*Problema proposto:*
Que siglas de duas ou mais letras maiúsculas aparecem no texto jurídico abaixo, sobre a correção de despesas? Indique-as pela ordem em que surgem.

*Texto fornecido:*
———

Nesse sentido, foram ouvidas as partes sobre o mérito da questão omitida nos termos do n° 3 do art°715° do CPC, i. é, sobre a legalidade da correcção relativa a despesas contabilizadas na rubrica "despesas com edifícios arrendados tituladas por facturas emitidas pela C..., a ERFP veio dizer que reiterava toda a argumentação aduzida pela DSPIT para fundamentar a controvertida correcção, concluindo-se pela estrita legalidade do acto judicialmente impugnado, tal como, aliás, se preconizou em sede de indeferimento da reclamação graciosa constante dos autos de impugnação judicial. Adicionalmente, ainda referiu que, reportando-se as prestações de serviços efectuadas pela C... a trabalhos vários de electricidade e construção civil sujeitas a IVA, a violação do princípio do dever de documentação de todas as despesas, nomeadamente sob a forma da invocada falta de preenchimento dos requisitos legais fundamentadores da sua justificação (e realização), legitimam as realizadas correcções.
Por todas estas razões entende que só procedendo desse modo poderia a AF delimitar rigorosamente os custos não legitimados por documentos de suporte carecidos de forma legal válida e, consequentemente, que deve ser negado provimento ao recurso nessa parte.
Argumentação secundada pela EPGA para o efeito também ouvida.
Quid juris?
Esta questão, embora com referência ao exercício de 1991, foi já tratada no Acórdão deste TCA de 23/03/2004, tirado no Recurso nº 17103/02 e relatado pelo relator desta formação.

———

Excertos de conjunto de dados para rotulagem de pontos:

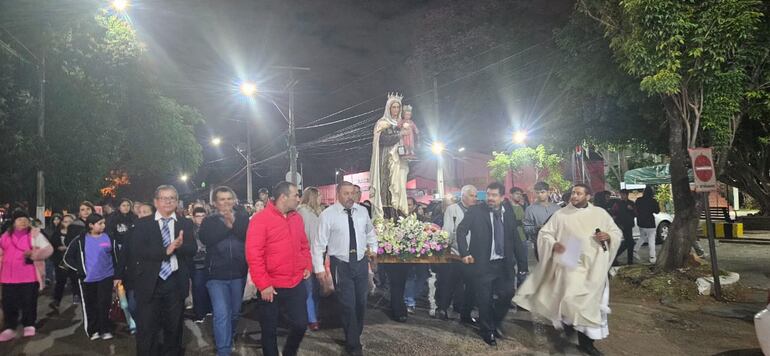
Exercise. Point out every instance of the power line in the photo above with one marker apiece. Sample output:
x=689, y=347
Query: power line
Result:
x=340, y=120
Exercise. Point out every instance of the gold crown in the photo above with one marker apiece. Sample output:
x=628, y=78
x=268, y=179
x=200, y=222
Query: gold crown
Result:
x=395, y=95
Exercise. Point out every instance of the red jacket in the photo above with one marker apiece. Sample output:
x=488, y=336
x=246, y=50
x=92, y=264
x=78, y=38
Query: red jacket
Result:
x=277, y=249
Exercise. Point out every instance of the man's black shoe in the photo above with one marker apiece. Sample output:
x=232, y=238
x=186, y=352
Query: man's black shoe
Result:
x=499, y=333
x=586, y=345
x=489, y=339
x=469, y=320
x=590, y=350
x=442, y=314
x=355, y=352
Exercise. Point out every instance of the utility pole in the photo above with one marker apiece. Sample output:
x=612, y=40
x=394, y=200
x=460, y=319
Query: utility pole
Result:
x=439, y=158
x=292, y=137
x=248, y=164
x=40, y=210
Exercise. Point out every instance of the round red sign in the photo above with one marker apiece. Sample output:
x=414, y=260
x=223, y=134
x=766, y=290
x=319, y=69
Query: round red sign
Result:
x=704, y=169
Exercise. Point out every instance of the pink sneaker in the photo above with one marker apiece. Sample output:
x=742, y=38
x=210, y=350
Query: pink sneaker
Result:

———

*Resultado da tarefa:*
CPC, ERFP, DSPIT, IVA, AF, EPGA, TCA